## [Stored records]
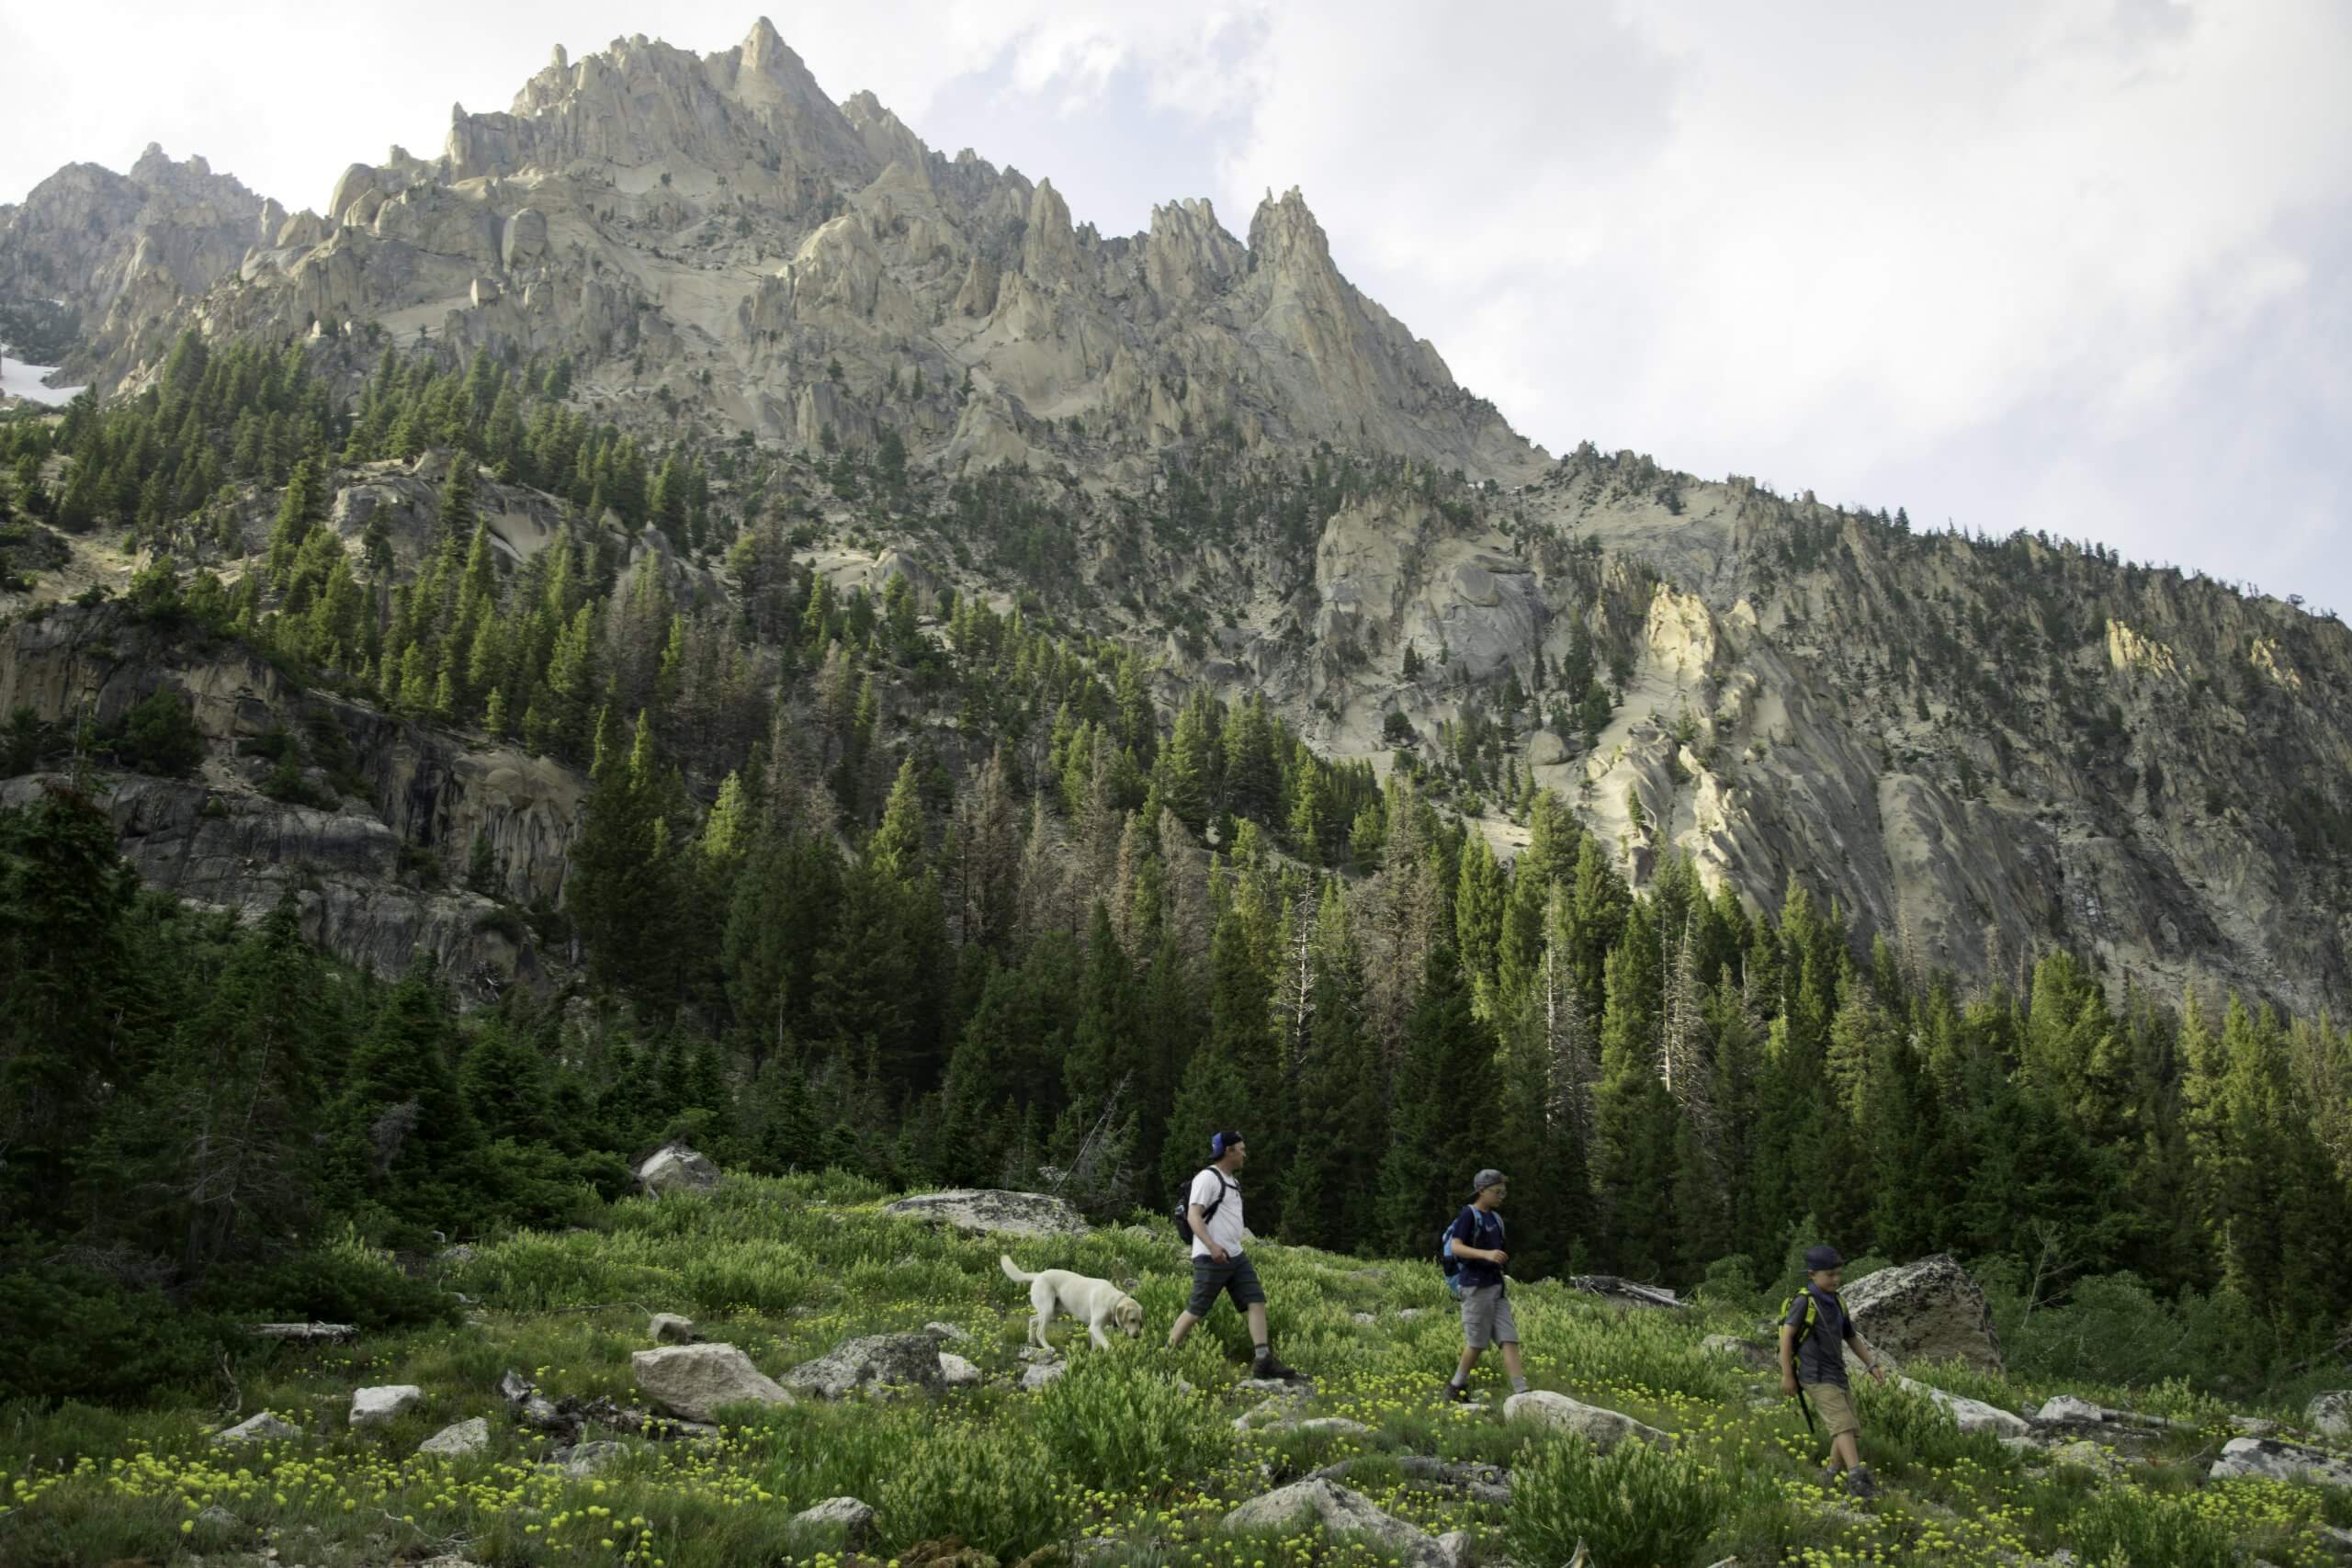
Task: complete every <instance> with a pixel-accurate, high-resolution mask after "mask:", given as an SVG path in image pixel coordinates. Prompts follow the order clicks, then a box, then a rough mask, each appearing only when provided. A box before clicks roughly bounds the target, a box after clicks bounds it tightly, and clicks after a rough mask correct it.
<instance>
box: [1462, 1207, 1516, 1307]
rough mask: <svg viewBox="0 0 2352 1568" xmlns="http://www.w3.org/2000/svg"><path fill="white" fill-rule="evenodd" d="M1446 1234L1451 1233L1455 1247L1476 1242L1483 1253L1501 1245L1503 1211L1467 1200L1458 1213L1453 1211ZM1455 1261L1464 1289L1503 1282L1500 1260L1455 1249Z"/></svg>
mask: <svg viewBox="0 0 2352 1568" xmlns="http://www.w3.org/2000/svg"><path fill="white" fill-rule="evenodd" d="M1449 1234H1451V1237H1454V1244H1456V1248H1463V1246H1475V1248H1479V1251H1482V1253H1491V1251H1498V1248H1501V1246H1503V1215H1498V1213H1494V1211H1489V1208H1479V1206H1477V1204H1468V1206H1465V1208H1463V1211H1461V1213H1458V1215H1454V1229H1451V1232H1449ZM1454 1262H1456V1265H1458V1267H1456V1274H1461V1281H1463V1291H1482V1288H1486V1286H1498V1284H1503V1265H1501V1262H1486V1260H1484V1258H1463V1255H1461V1253H1458V1251H1456V1255H1454Z"/></svg>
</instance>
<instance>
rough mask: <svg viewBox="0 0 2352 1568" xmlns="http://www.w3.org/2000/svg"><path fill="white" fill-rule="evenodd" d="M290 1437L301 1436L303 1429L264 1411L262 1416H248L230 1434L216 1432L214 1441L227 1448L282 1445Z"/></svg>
mask: <svg viewBox="0 0 2352 1568" xmlns="http://www.w3.org/2000/svg"><path fill="white" fill-rule="evenodd" d="M289 1436H301V1427H296V1425H294V1422H289V1420H278V1418H275V1415H270V1413H268V1410H263V1413H261V1415H247V1418H245V1420H240V1422H238V1425H235V1427H230V1429H228V1432H214V1434H212V1441H214V1443H221V1446H223V1448H226V1446H230V1443H280V1441H285V1439H289Z"/></svg>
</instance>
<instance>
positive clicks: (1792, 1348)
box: [1780, 1246, 1886, 1497]
mask: <svg viewBox="0 0 2352 1568" xmlns="http://www.w3.org/2000/svg"><path fill="white" fill-rule="evenodd" d="M1844 1267H1846V1260H1844V1258H1839V1255H1837V1248H1835V1246H1813V1248H1806V1253H1804V1269H1806V1281H1804V1291H1799V1293H1797V1295H1795V1298H1790V1302H1788V1316H1785V1319H1780V1392H1783V1394H1795V1396H1797V1399H1804V1396H1806V1394H1811V1396H1813V1410H1818V1413H1820V1425H1823V1429H1825V1432H1828V1434H1830V1462H1828V1467H1825V1469H1823V1479H1825V1481H1828V1483H1830V1486H1839V1483H1842V1486H1844V1488H1846V1490H1851V1493H1853V1495H1856V1497H1867V1495H1872V1493H1875V1490H1877V1486H1875V1483H1872V1481H1870V1467H1867V1465H1863V1453H1860V1443H1858V1439H1860V1432H1863V1422H1860V1418H1858V1415H1856V1413H1853V1389H1851V1387H1849V1385H1846V1345H1853V1354H1858V1356H1860V1359H1863V1366H1867V1368H1870V1375H1872V1378H1875V1380H1879V1382H1886V1373H1884V1371H1879V1356H1877V1352H1872V1349H1870V1342H1867V1340H1863V1335H1858V1333H1856V1331H1853V1319H1851V1316H1846V1302H1844V1298H1839V1295H1837V1286H1839V1284H1844ZM1799 1335H1802V1338H1799ZM1799 1387H1802V1389H1804V1392H1802V1394H1799Z"/></svg>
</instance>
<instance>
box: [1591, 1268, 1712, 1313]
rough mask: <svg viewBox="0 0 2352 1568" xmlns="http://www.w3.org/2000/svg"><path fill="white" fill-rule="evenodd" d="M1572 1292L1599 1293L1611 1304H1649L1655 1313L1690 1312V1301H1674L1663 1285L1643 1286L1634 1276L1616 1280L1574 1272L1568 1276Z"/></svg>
mask: <svg viewBox="0 0 2352 1568" xmlns="http://www.w3.org/2000/svg"><path fill="white" fill-rule="evenodd" d="M1569 1288H1571V1291H1583V1293H1585V1295H1599V1298H1602V1300H1604V1302H1609V1305H1611V1307H1649V1309H1656V1312H1689V1309H1691V1302H1686V1300H1677V1298H1675V1293H1672V1291H1668V1288H1665V1286H1644V1284H1642V1281H1637V1279H1618V1276H1616V1274H1576V1276H1571V1279H1569Z"/></svg>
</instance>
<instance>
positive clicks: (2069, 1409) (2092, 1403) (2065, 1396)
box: [2034, 1394, 2107, 1425]
mask: <svg viewBox="0 0 2352 1568" xmlns="http://www.w3.org/2000/svg"><path fill="white" fill-rule="evenodd" d="M2105 1420H2107V1410H2105V1408H2100V1406H2096V1403H2091V1401H2089V1399H2077V1396H2074V1394H2056V1396H2051V1399H2044V1401H2042V1408H2039V1410H2034V1422H2042V1425H2056V1422H2070V1425H2074V1422H2105Z"/></svg>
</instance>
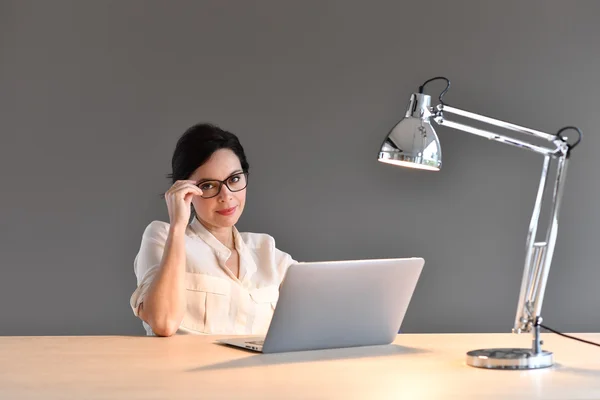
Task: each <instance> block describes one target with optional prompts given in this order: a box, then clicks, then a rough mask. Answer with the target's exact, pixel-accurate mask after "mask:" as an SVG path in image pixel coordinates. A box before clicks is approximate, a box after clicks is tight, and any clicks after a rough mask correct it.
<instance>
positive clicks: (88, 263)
mask: <svg viewBox="0 0 600 400" xmlns="http://www.w3.org/2000/svg"><path fill="white" fill-rule="evenodd" d="M598 15H600V2H596V1H527V2H523V1H502V2H500V1H497V2H485V1H452V2H445V1H437V2H432V1H420V2H419V1H360V2H359V1H341V0H340V1H295V2H292V1H276V0H270V1H242V0H239V1H217V0H215V1H210V2H208V1H204V2H199V1H187V2H186V1H173V2H167V1H162V2H160V1H58V0H56V1H51V2H50V1H48V2H45V1H21V0H19V1H17V0H14V1H5V0H4V1H1V0H0V132H1V136H0V140H1V142H0V167H1V168H0V171H2V172H1V173H2V196H0V213H1V225H0V246H1V260H2V261H1V275H0V277H1V278H0V334H2V335H62V334H143V330H142V326H141V323H140V321H139V320H137V319H136V318H135V317H134V316H133V314H132V312H131V309H130V308H129V304H128V301H129V296H130V294H131V293H132V291H133V290H134V288H135V277H134V274H133V267H132V262H133V258H134V257H135V254H136V252H137V250H138V247H139V243H140V239H141V234H142V232H143V229H144V228H145V226H146V225H147V224H148V223H149V222H150V221H152V220H153V219H162V220H167V213H166V207H165V205H164V202H163V200H162V199H161V198H160V197H159V195H160V193H162V192H163V191H165V190H166V189H167V188H168V186H169V182H168V180H167V179H166V178H165V175H166V174H167V173H169V172H170V157H171V154H172V151H173V148H174V145H175V142H176V140H177V138H178V137H179V136H180V135H181V133H182V132H183V131H184V130H185V129H186V128H187V127H188V126H190V125H192V124H193V123H196V122H198V121H211V122H214V123H217V124H219V125H221V126H222V127H223V128H225V129H228V130H231V131H233V132H235V133H236V134H238V135H239V137H240V139H241V141H242V144H243V145H244V146H245V148H246V151H247V154H248V157H249V161H250V164H251V174H252V175H251V181H250V186H249V188H248V203H247V209H246V211H245V213H244V215H243V217H242V219H241V221H240V223H239V228H240V229H241V230H245V231H254V232H267V233H269V234H271V235H273V236H274V237H275V238H276V240H277V243H278V247H280V248H281V249H283V250H285V251H287V252H289V253H291V254H292V255H293V256H294V257H295V258H296V259H299V260H305V261H310V260H337V259H353V258H376V257H377V258H378V257H398V256H400V257H404V256H422V257H424V258H425V259H426V266H425V269H424V271H423V274H422V277H421V280H420V281H419V284H418V287H417V291H416V293H415V294H414V297H413V301H412V303H411V306H410V308H409V312H408V314H407V316H406V319H405V322H404V325H403V327H402V329H403V330H404V331H406V332H509V331H510V329H511V328H512V324H513V318H514V313H515V308H516V301H517V295H518V291H519V285H520V280H521V273H522V268H523V258H524V243H525V235H526V231H527V226H528V223H529V218H530V215H531V211H532V207H533V200H534V196H535V188H536V185H537V183H538V177H539V173H540V168H541V161H542V159H541V156H538V155H536V154H533V153H528V152H526V151H523V150H519V149H515V148H511V147H508V146H502V145H500V144H497V143H493V142H489V141H487V140H484V139H481V138H477V137H475V136H472V135H469V134H466V133H461V132H458V131H452V130H449V129H447V128H439V129H438V134H439V136H440V139H441V142H442V148H443V156H444V168H443V170H442V171H441V172H439V173H427V172H421V173H419V172H415V171H411V170H405V169H401V168H394V167H391V166H388V165H383V164H380V163H378V162H377V161H376V153H377V150H378V148H379V145H380V143H381V141H382V140H383V138H384V137H385V135H386V134H387V132H388V131H389V130H390V129H391V128H392V126H393V125H394V124H395V123H396V122H397V120H398V119H399V118H400V117H401V115H402V114H403V112H404V109H405V106H406V103H407V100H408V97H409V95H410V93H411V92H412V91H415V90H416V89H417V87H418V85H420V84H421V83H422V82H423V81H424V80H426V79H428V78H430V77H433V76H435V75H439V74H442V75H445V76H447V77H449V78H450V79H451V80H452V84H453V86H452V88H451V89H450V92H449V93H448V94H447V95H446V97H445V100H446V101H447V102H448V103H449V104H451V105H455V106H457V107H461V108H465V109H468V110H471V111H474V112H479V113H483V114H487V115H490V116H494V117H497V118H501V119H505V120H509V121H512V122H514V123H518V124H522V125H525V126H529V127H532V128H536V129H540V130H544V131H547V132H555V131H556V130H558V129H559V128H560V127H562V126H565V125H570V124H575V125H577V126H579V127H580V128H581V129H582V130H583V131H584V135H585V136H584V142H583V144H582V145H581V146H580V147H579V148H577V149H576V151H575V152H574V157H573V159H572V163H571V165H570V169H569V172H568V176H567V178H568V179H567V182H566V192H565V196H564V206H563V208H562V213H561V220H560V229H559V241H558V243H557V247H556V253H555V258H554V263H553V268H552V271H551V274H550V279H549V283H548V286H547V291H546V299H545V303H544V313H543V314H544V316H545V321H546V323H547V324H548V325H549V326H552V327H555V328H557V329H561V330H565V331H571V332H577V331H600V307H598V302H599V301H600V295H599V294H598V289H597V282H598V281H599V280H600V268H598V265H597V264H598V263H597V246H598V243H597V238H598V237H599V234H600V224H599V223H598V222H599V221H598V220H599V219H600V211H599V210H598V207H597V204H598V199H600V182H599V181H598V179H596V178H595V177H596V176H597V170H598V167H597V153H598V151H599V150H600V138H599V137H598V135H597V130H596V129H595V128H596V124H597V116H596V115H595V113H596V111H597V110H596V108H597V101H598V100H597V96H598V93H599V83H600V78H599V77H598V71H600V51H599V46H598V40H599V38H600V25H599V24H598V20H597V17H598ZM442 87H443V86H442V84H441V83H436V84H432V85H431V86H430V87H428V91H429V92H430V93H431V94H435V93H439V91H440V90H441V88H442Z"/></svg>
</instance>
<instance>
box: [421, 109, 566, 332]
mask: <svg viewBox="0 0 600 400" xmlns="http://www.w3.org/2000/svg"><path fill="white" fill-rule="evenodd" d="M430 111H431V112H432V116H433V118H432V119H433V120H434V121H435V122H436V123H437V124H439V125H444V126H448V127H450V128H454V129H457V130H461V131H464V132H469V133H472V134H474V135H477V136H482V137H485V138H487V139H490V140H494V141H497V142H501V143H504V144H508V145H511V146H516V147H520V148H523V149H526V150H530V151H533V152H536V153H539V154H542V155H543V156H544V162H543V165H542V175H541V178H540V183H539V186H538V191H537V196H536V199H535V204H534V207H533V214H532V216H531V222H530V223H529V230H528V232H527V241H526V255H525V268H524V271H523V279H522V281H521V290H520V294H519V301H518V305H517V313H516V317H515V323H514V327H513V332H515V333H522V332H531V331H532V330H534V328H535V326H536V325H537V324H538V323H541V322H542V320H541V315H540V314H541V310H542V302H543V298H544V291H545V289H546V282H547V280H548V274H549V272H550V265H551V262H552V256H553V253H554V247H555V244H556V237H557V232H558V214H559V210H560V205H561V199H562V193H563V187H564V179H565V174H566V172H567V164H568V158H569V157H568V156H569V145H568V144H567V142H566V141H565V139H564V138H562V137H559V136H557V135H553V134H549V133H545V132H540V131H537V130H534V129H529V128H526V127H522V126H519V125H515V124H512V123H509V122H505V121H501V120H498V119H494V118H489V117H486V116H483V115H479V114H475V113H472V112H469V111H465V110H461V109H458V108H455V107H450V106H447V105H444V104H440V105H438V106H437V107H436V108H435V109H431V110H430ZM444 114H454V115H459V116H461V117H465V118H468V119H471V120H475V121H479V122H483V123H487V124H489V125H493V126H497V127H500V128H504V129H507V130H511V131H514V132H519V133H524V134H527V135H530V136H532V137H536V138H539V139H543V140H545V141H547V142H550V143H551V144H552V146H548V147H544V146H538V145H535V144H531V143H527V142H525V141H523V140H519V139H514V138H510V137H508V136H504V135H499V134H497V133H493V132H490V131H487V130H483V129H479V128H475V127H472V126H469V125H465V124H462V123H458V122H454V121H451V120H448V119H446V118H445V116H444ZM552 159H556V160H557V163H556V179H555V181H554V189H553V191H552V197H551V202H552V203H551V212H550V222H549V224H548V227H547V231H546V233H545V237H544V239H543V240H540V241H536V237H537V233H538V225H539V219H540V213H541V210H542V206H543V205H544V204H545V202H546V201H548V196H547V195H545V194H546V193H547V191H546V184H547V181H548V172H549V169H550V164H551V160H552Z"/></svg>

## [Task goal]
Find every line of the records that contains the string "accurate", treating case as significant, and copy each such line in full.

## [Task solution]
Task: complete every <instance> with a pixel-accurate, high-resolution mask after "mask:", given as an SVG path in image pixel coordinates. Prompts follow the order clicks, then a box, then a rough mask, each appearing only when provided. A box before clicks roughly bounds the target, a box after clicks bounds it tightly, and clicks after a rough mask correct it.
Task: each <instance> block describes one target with optional prompts given in this order: a box, then clicks, then a rough mask. Answer with the target's exact, pixel-accurate mask after "mask:" as an SVG path in image pixel coordinates. A box before clicks is approximate, a box after clicks is tight, and any clicks after a rough mask correct it.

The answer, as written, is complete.